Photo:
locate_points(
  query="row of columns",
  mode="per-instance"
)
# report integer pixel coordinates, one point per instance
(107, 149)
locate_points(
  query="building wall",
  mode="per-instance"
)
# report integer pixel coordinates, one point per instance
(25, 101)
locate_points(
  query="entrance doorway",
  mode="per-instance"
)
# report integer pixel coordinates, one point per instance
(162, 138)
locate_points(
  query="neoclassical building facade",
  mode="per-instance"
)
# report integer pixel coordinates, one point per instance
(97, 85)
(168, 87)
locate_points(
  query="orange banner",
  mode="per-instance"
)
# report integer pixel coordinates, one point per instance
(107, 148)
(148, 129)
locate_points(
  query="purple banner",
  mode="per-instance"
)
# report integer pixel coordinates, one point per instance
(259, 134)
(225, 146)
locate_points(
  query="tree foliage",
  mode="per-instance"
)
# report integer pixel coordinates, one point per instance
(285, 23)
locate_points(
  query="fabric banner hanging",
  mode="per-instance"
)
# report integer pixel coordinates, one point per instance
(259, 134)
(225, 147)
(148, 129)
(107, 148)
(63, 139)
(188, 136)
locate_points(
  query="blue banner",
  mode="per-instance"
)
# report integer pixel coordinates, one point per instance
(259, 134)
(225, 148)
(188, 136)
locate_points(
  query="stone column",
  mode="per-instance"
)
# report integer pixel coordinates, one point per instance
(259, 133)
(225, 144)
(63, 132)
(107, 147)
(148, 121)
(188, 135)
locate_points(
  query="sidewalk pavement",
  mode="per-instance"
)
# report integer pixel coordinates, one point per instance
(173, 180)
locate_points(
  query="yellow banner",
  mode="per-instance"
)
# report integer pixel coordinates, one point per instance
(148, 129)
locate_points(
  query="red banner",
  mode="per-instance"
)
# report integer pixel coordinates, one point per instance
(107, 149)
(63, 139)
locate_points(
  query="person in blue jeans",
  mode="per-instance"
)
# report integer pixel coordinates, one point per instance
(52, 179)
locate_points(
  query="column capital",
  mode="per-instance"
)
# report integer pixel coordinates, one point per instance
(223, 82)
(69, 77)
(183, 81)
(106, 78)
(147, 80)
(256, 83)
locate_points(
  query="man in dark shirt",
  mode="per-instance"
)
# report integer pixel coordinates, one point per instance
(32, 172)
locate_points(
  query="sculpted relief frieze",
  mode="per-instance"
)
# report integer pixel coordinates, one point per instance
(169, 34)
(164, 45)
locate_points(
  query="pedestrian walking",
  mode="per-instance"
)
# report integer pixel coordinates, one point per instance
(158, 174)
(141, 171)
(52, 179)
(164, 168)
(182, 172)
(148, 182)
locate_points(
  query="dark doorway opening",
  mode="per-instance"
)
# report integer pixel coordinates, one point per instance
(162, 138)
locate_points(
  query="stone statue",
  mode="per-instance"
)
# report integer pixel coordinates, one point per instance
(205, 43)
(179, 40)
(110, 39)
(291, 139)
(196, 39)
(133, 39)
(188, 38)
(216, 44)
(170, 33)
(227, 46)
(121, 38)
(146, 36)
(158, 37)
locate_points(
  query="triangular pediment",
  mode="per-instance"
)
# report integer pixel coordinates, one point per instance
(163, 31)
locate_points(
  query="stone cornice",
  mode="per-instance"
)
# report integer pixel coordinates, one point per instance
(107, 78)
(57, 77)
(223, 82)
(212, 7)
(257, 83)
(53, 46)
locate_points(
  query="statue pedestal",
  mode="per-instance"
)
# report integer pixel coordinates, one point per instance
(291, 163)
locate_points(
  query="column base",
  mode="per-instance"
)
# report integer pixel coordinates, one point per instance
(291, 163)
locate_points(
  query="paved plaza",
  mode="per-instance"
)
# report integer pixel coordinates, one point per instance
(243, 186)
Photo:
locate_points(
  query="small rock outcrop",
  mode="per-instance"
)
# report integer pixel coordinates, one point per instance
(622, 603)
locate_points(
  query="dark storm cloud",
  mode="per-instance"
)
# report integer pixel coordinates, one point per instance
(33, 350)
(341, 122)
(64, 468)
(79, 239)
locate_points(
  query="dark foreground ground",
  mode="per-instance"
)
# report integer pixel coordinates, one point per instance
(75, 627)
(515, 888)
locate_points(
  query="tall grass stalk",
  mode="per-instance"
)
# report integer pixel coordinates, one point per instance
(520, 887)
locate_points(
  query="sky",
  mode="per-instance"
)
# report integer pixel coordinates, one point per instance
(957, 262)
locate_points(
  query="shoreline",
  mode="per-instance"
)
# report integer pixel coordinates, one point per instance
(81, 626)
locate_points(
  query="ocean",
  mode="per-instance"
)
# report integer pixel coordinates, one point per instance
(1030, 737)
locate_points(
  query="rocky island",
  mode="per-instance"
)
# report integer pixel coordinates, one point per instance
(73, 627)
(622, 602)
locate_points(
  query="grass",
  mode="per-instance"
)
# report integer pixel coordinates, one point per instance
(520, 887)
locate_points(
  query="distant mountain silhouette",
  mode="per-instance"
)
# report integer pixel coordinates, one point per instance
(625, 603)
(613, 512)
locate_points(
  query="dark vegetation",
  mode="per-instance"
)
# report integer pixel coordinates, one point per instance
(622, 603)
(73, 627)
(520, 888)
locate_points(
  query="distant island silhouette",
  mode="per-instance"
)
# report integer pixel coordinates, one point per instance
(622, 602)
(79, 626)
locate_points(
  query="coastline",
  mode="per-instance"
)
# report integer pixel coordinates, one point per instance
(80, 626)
◆ ◆ ◆ ◆ ◆
(Given exercise) The records above must be repeated exactly, every one of them.

(Expected answer)
Photo:
locate_points(
  query="row of columns",
  mode="per-instance"
)
# report integer pixel coordinates, one point per instance
(107, 149)
locate_points(
  query="building wall",
  mode="per-instance"
)
# report integer pixel coordinates, one point per instance
(25, 101)
locate_points(
  query="entrance doorway",
  mode="per-instance"
)
# report integer pixel coordinates, one point per instance
(162, 138)
locate_points(
  query="neoclassical building facade",
  mode="per-instance"
)
# report integer pixel coordinates, one point per instance
(97, 85)
(168, 87)
locate_points(
  query="orange banner",
  mode="per-instance"
)
# report integer pixel coordinates, one point per instance
(107, 148)
(148, 129)
locate_points(
  query="purple banner",
  mode="per-instance"
)
# report integer pixel coordinates, one point per instance
(259, 134)
(225, 146)
locate_points(
  query="tree foliage",
  mode="per-instance"
)
# report integer pixel coordinates, one point per instance
(285, 23)
locate_points(
  query="fabric banner hanging",
  mode="per-instance"
)
# report integer pixel coordinates, one point per instance
(259, 134)
(225, 147)
(148, 129)
(107, 148)
(63, 139)
(188, 136)
locate_points(
  query="blue banner",
  mode="per-instance"
)
# report integer pixel coordinates, one point per instance
(259, 134)
(225, 148)
(188, 136)
locate_points(
  query="stone column",
  mode="per-instance"
)
# report integer pixel coordinates, one point per instance
(259, 133)
(225, 144)
(63, 132)
(107, 147)
(148, 121)
(188, 135)
locate_points(
  query="sidewalk pavement",
  mode="per-instance"
)
# report integer pixel coordinates, one point per instance
(173, 180)
locate_points(
  query="yellow banner",
  mode="per-instance"
)
# report integer pixel coordinates, one point per instance
(148, 129)
locate_points(
  query="red banner",
  mode="per-instance"
)
# report integer pixel coordinates, one point per instance
(107, 149)
(63, 139)
locate_points(
  query="person in blue jeans",
  mode="per-instance"
)
# report integer pixel coordinates, one point per instance
(52, 179)
locate_points(
  query="column capital",
  mode="per-instance"
)
# report integer pixel coordinates, one point per instance
(223, 82)
(69, 77)
(183, 81)
(106, 78)
(147, 80)
(256, 83)
locate_points(
  query="man in dark shirt",
  mode="per-instance"
)
# report integer pixel coordinates, one point per instance
(32, 172)
locate_points(
  query="sculpted relief frieze",
  mode="per-instance"
)
# report integer pixel coordinates, one point per instance
(169, 34)
(164, 45)
locate_points(
  query="pedestrian walking",
  mode="per-instance"
)
# report integer pixel coordinates, one point per instance
(158, 174)
(141, 171)
(52, 179)
(164, 168)
(182, 172)
(148, 182)
locate_points(
  query="dark doorway opening",
  mode="per-instance"
)
# report integer pixel coordinates, one point per instance
(162, 138)
locate_points(
  query="stone statue",
  mode="per-instance"
)
# report integer pixel coordinates, one point per instance
(205, 43)
(179, 40)
(110, 39)
(291, 139)
(196, 39)
(133, 39)
(188, 38)
(216, 44)
(170, 33)
(227, 46)
(121, 38)
(146, 36)
(158, 37)
locate_points(
  query="triangular pediment",
  mode="per-instance"
)
# report integer pixel coordinates, one point per instance
(163, 31)
locate_points(
  query="stone cornice",
  mode="per-instance"
)
# report integer pixel coordinates, one point per instance
(107, 78)
(57, 77)
(223, 82)
(212, 7)
(257, 83)
(53, 46)
locate_points(
  query="statue pedestal",
  mode="per-instance"
)
# report integer pixel coordinates, one point per instance
(291, 163)
locate_points(
  query="column base",
  mode="per-instance"
)
# report integer pixel coordinates, one point per instance
(291, 163)
locate_points(
  query="paved plaza",
  mode="per-instance"
)
# report integer pixel coordinates, one point per instance
(243, 186)
Photo:
locate_points(
  query="small rock outcrop",
  mode="per-instance"
)
# report integer pixel coordinates, one point per instance
(622, 603)
locate_points(
  query="dark storm cloud",
  mode="per-instance"
)
# report integer pixel coordinates, one point per instance
(33, 350)
(341, 122)
(64, 468)
(79, 239)
locate_points(
  query="dark foreground ground",
  mode="per-instance"
)
# report integer pixel coordinates, one point per instance
(75, 627)
(515, 888)
locate_points(
  query="tall grass stalk",
  mode="per-instance"
)
# report integer pixel coordinates, one point per instance
(520, 887)
locate_points(
  query="sky",
  mode="per-instance"
)
# report integer pixel coordinates, one point per instance
(957, 262)
locate_points(
  query="shoreline",
  mode="per-instance"
)
# report integer pixel coordinates, one point per instance
(81, 626)
locate_points(
  query="ocean",
  mode="per-instance"
)
# report integer pixel coordinates, one point per instance
(1030, 737)
locate_points(
  query="rocky island",
  mode="per-instance"
)
# report integer pixel coordinates, one point per instance
(73, 627)
(622, 602)
locate_points(
  query="grass",
  mode="per-instance"
)
# report integer pixel coordinates, one point per instance
(520, 887)
locate_points(
  query="distant mountain silhouette",
  mode="per-instance"
)
# report integer pixel coordinates, one point per instance
(625, 603)
(613, 512)
locate_points(
  query="dark vegetation",
  mode="per-instance"
)
# report integer pixel coordinates, one point per instance
(622, 603)
(73, 627)
(520, 888)
locate_points(
  query="distant island silhouette",
  mode="per-instance"
)
# report integer pixel coordinates, one point per instance
(622, 602)
(79, 626)
locate_points(
  query="coastline",
  mode="per-instance"
)
# report integer pixel coordinates, one point per instance
(80, 626)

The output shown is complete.